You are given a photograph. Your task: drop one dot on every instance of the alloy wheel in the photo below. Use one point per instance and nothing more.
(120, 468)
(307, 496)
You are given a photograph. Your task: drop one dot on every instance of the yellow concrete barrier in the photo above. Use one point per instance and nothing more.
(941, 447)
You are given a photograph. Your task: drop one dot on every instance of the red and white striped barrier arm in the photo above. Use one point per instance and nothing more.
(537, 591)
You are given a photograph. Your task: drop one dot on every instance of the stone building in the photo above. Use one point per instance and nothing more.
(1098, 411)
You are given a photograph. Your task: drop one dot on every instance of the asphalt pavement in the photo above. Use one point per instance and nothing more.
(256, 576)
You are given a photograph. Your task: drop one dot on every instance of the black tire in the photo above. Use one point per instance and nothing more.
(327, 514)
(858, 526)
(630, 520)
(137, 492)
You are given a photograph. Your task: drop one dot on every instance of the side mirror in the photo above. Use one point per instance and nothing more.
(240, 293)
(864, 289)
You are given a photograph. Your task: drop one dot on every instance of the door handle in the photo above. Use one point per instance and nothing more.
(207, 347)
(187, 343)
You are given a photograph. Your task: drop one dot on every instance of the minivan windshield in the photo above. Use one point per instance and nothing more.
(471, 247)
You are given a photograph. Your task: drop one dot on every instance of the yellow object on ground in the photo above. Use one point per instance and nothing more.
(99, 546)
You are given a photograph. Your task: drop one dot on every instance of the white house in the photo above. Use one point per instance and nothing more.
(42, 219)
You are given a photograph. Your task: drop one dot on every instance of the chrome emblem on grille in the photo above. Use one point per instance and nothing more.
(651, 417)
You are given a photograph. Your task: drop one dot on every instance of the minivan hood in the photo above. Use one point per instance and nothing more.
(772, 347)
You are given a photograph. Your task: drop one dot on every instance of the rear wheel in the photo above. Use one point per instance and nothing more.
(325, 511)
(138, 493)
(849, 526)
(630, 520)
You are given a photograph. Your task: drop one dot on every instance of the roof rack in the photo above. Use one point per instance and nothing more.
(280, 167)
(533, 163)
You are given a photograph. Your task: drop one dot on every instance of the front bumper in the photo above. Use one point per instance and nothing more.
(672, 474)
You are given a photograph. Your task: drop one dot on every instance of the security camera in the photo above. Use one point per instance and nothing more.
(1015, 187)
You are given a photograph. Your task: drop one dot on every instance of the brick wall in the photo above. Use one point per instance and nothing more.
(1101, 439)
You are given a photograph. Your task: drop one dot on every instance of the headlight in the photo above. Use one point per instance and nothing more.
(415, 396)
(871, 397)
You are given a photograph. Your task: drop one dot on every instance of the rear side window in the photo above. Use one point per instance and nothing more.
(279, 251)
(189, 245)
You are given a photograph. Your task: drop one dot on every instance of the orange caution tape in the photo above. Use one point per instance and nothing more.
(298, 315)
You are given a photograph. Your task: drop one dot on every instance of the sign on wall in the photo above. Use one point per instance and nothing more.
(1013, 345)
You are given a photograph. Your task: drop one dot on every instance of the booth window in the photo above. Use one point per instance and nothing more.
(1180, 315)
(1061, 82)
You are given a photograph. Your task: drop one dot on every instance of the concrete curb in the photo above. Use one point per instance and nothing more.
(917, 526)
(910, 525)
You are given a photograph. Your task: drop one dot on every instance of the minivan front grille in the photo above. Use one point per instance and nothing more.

▬▬▬▬▬▬

■ Instruction: Return every item above word for word, with no changes.

■ Solution to this task:
You are given a photograph. Your task: drop one dot on every instance of the alloy wheel in the photo below. Use one point per instance and nothing more.
(120, 468)
(307, 496)
You are given a photograph. Your task: drop one dot on every instance of the yellow concrete barrier in the photo above. Use one point per instance and nothing more.
(941, 447)
You are given a photograph. Your task: drop one dot on every instance of the red and white striped barrier arm in the photo above. Use one point per instance and nothing more.
(537, 591)
You are given a photograph. Your task: drop one dot on every instance of the stone building in the photo above. Use one point per instance and nothing more.
(1098, 411)
You are given a photograph. Your task: drop one dot on every instance of the asphalt pavement in the photo above. Use one point per instance and nothing more.
(256, 576)
You are given a photograph. Your task: drop one dot on every instance of the black tire in the photo above. Use one point per instance and nothing more.
(327, 514)
(858, 526)
(630, 520)
(137, 492)
You are given a photograph. Your task: drop one dot on every instance of the side mirror in the photo above. Use one point per instance and nothing more.
(240, 293)
(864, 289)
You are given a photograph. Your task: drop one dot on every instance of the door handle in the photo above. Use one point per instance and nothing more.
(207, 347)
(187, 343)
You are given a photograph. Your task: drop one dot on every instance of the minivan windshield in the photo above. Use one point per instance and nothing more.
(471, 247)
You are given a photograph. Your task: drop one dot on every instance of the yellow object on ground in the photo above. Use one point per instance and nothing more.
(99, 546)
You are given a photograph. Your task: drop one dot on every instance of the white house in the photo above. Use one point per instance and nothing more.
(42, 219)
You are given a photograph. Your task: drop one dot on every instance of the chrome emblem on grille in the photo above. Use one point per instance and nothing more.
(651, 417)
You are given a photograph. Your task: drop one dot on every instance of the minivan hood in the photo above. Use one point per instance and nothing more.
(772, 347)
You are given a photograph. Your task: drop one dot on every instance of the rear wheel in the photo above. Use one point per instance and nothing more.
(325, 511)
(138, 493)
(849, 526)
(630, 520)
You are given a photograph. Your task: drop one dot on every instance of the roof rack in the photo above. Use one point per instance and nothing more.
(280, 167)
(533, 163)
You are given a photograph. Your task: drop one dot on every instance of the front bumper in the photo above. Use one point per instance and nothing more.
(672, 474)
You are given a photograph. Your task: drop one dot on every instance of the security camera in the photo above. Use one point per instance and nothing more.
(1015, 187)
You are given a photograph. Your task: drop one dot on every instance of the brick wall in the photo above. Use one point per instance and nothing more.
(1101, 439)
You are given a photograph. Your task: drop one dot on every instance of the headlight in the photo above. Use one point per instance and nothing more.
(415, 396)
(871, 397)
You are given a photograph. Your task: drop one dot on every instance of the rear side window in the photo above. Use one point per instance and nothing more.
(279, 251)
(189, 245)
You are given a photograph. Your task: drop one dot on every instance of the orange caution tape in the photo above. Use one point per instance and nothing more.
(298, 315)
You are given a photograph. Your task: drop one dot on every instance of the sign on wall in the photo above. Use one point per instance and nothing more.
(1013, 345)
You are given a photograph. Your task: drop one dot on every instance of the booth window in the photo above. Use one point per instance and nothing more.
(1180, 315)
(1061, 82)
You are given a photograph. Your task: drop one dot on every instance of the concrete curb in the photo above. Use one point per instance and nothing more.
(917, 526)
(910, 525)
You are given a photograph. Your task: drop one dot on every instance of the minivan front grille in the photo above. Use one point per instance and nothing more.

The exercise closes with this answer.